→ **Directions**:
[a] Answer these questions using the review of Hail, Caesar!:
(i) In what year and city is the film set?
(ii) Which actor plays Eddie Mannix?
(iii) How many gossips does Tilda Swinton play?
[b] Carry on the Hail, Caesar! review, starting after its last sentence.

→ **Document passage**:
—————

Hail, Caesar!
The last thing a critic expects at the start of a new year – the traditional burial ground for rotting digital corpses – is a major movie from major filmmakers. But that’s what you get in Hail, Caesar!, a wild whoosh of Coen brothers wizardry that left me laughing helplessly and filled with spiritual dread. That’s the Coens for you. Here, Ethan and Joel are messing with our heads more in the rat-a-tat style of The Big Lebowski, Raising Arizona and Burn After Reading than, say, Fargo or Barton Fink. But you’ll still need to buckle up.
Hail, Caesar! is set in 1951 Hollywood, when studios turned out movies on an assembly line that sometimes, often accidentally, produced art. The irony is that making movies is often easier than keeping the talent in line. That task falls to Eddie Mannix (Josh Brolin), a studio fixer who can’t let the gossips – the brilliant Tilda Swinton plays two of them – know which star is secretly cheating or pregnant or gay or crazy or a Commie bastard.
Hail, Caesar! is basically a day in the life of this studio cop, whose job is his religion. And Brolin, in a heart-and-soul performance, takes this crazy quilt of a movie about a man surrounded by nut jobs and plays it for real. He’s just tremendous.

—————

(Saved data entries)

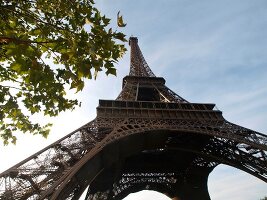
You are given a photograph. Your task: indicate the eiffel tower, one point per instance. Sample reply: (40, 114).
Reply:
(148, 138)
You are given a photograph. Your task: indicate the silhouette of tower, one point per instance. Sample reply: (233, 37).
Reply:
(148, 138)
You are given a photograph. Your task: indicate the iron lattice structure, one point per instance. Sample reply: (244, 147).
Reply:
(148, 138)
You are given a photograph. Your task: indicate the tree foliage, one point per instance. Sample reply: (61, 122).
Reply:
(71, 33)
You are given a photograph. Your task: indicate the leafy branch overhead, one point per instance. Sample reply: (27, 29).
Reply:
(71, 33)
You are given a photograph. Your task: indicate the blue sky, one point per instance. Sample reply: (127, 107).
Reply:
(208, 51)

—————

→ **Answers by task**:
[a]
(i) 1951, Hollywood
(ii) Josh Brolin
(iii) Two

[b]
“Bless me, Father, for I have sinned” are the first words we hear from Mannix, a married Catholic who exasperates his priest in Confession by asking forgiveness on an almost daily basis. On his own, Eddie is an insecure mess. Prowling the studio, he’s a scary lion.
He has to be. Working for Capitol Pictures makes this ex-bouncer an executive baby-sitter. And what babies. Scarlett Johansson is a treat as the studio’s swim-star sweetheart (think Esther Williams) with a mouth like a gun moll. Channing Tatum is a knockout as a song-and-dance man (think Gene Kelly) with a political agenda. Tatum so nails his joyous tap routine with a chorus of sailors that you long to see a musical built around him.